:: Your objective ::
Write out every line of the records below verbatim, leaving out the pictures.

======== Records shown

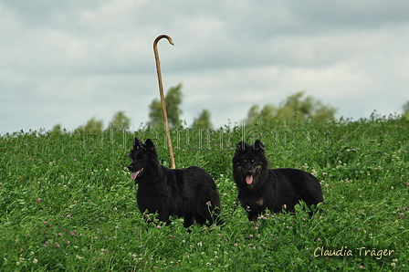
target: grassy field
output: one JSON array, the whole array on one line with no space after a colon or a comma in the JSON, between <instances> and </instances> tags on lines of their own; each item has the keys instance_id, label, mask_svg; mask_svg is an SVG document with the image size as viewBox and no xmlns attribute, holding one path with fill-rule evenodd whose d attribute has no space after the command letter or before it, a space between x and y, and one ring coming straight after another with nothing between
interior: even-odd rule
<instances>
[{"instance_id":1,"label":"grassy field","mask_svg":"<svg viewBox=\"0 0 409 272\"><path fill-rule=\"evenodd\" d=\"M395 116L227 125L172 131L178 168L215 180L222 227L146 224L126 166L133 136L154 130L17 131L0 136L2 271L406 271L409 121ZM321 181L324 214L299 209L248 222L236 203L231 159L241 139L264 141L271 168Z\"/></svg>"}]
</instances>

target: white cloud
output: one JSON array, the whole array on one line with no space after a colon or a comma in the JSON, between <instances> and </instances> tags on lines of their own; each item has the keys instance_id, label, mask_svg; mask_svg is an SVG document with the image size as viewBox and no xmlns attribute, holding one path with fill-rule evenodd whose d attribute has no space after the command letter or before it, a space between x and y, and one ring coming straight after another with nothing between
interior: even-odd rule
<instances>
[{"instance_id":1,"label":"white cloud","mask_svg":"<svg viewBox=\"0 0 409 272\"><path fill-rule=\"evenodd\" d=\"M160 7L160 8L158 8ZM306 89L340 115L389 113L408 98L406 1L0 0L0 132L70 129L126 110L148 120L158 98L153 39L165 89L184 84L191 123L215 126L252 104ZM56 105L58 105L56 107ZM29 119L27 119L29 118Z\"/></svg>"}]
</instances>

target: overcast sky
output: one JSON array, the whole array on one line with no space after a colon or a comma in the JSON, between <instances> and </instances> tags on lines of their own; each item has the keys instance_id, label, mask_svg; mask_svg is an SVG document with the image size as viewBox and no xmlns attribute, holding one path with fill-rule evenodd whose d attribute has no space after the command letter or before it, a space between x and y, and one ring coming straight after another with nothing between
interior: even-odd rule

================

:: Solution ::
target: grassy field
output: one JSON array, the whole array on one line with no space after a colon or a comma in the JSON, between <instances> and </instances> tags on lines of their own; each item has the keys instance_id, label, mask_svg; mask_svg is an SVG document with the image size as viewBox and no xmlns attribute, holding one path with fill-rule evenodd whose d attribute has no space after the command letter or before it, a space between x and y, and one ring coming straight after another with nothing between
interior: even-odd rule
<instances>
[{"instance_id":1,"label":"grassy field","mask_svg":"<svg viewBox=\"0 0 409 272\"><path fill-rule=\"evenodd\" d=\"M395 116L227 125L172 131L178 168L215 180L222 227L146 224L126 166L133 136L154 130L17 131L0 136L2 271L406 271L409 121ZM321 181L324 214L299 209L248 222L236 203L231 159L241 139L264 141L271 168Z\"/></svg>"}]
</instances>

target: white cloud
output: one JSON array, the whole array on one line with no space after a colon or a comma in the JSON, between <instances> and </instances> tags on lines of their own; each item has the keys instance_id, label, mask_svg; mask_svg is an SVG document with the image size as viewBox and no xmlns attribute, holding one path with fill-rule evenodd whose d attribute has no space after the command letter or before it, a space between x and y, and one ring coming straight after another with nothing between
interior: even-odd rule
<instances>
[{"instance_id":1,"label":"white cloud","mask_svg":"<svg viewBox=\"0 0 409 272\"><path fill-rule=\"evenodd\" d=\"M160 7L160 8L158 8ZM306 89L340 115L389 113L408 98L406 1L0 0L0 132L70 129L126 110L148 120L158 98L153 39L165 89L184 84L191 123L215 126L252 104ZM56 105L58 105L56 107ZM29 119L27 119L29 118Z\"/></svg>"}]
</instances>

target: overcast sky
output: one JSON array, the whole array on one line with no space after a colon or a comma in the JSON, between <instances> and </instances> tags on lines of their own; each item has the keys instance_id, label, mask_svg; mask_svg is an SVG document with the image size as viewBox and no xmlns attribute, holding one path with fill-rule evenodd whose d attribute has no space after the command letter or before it, a space between x and y, and one ring coming straight after another with nothing between
interior: even-odd rule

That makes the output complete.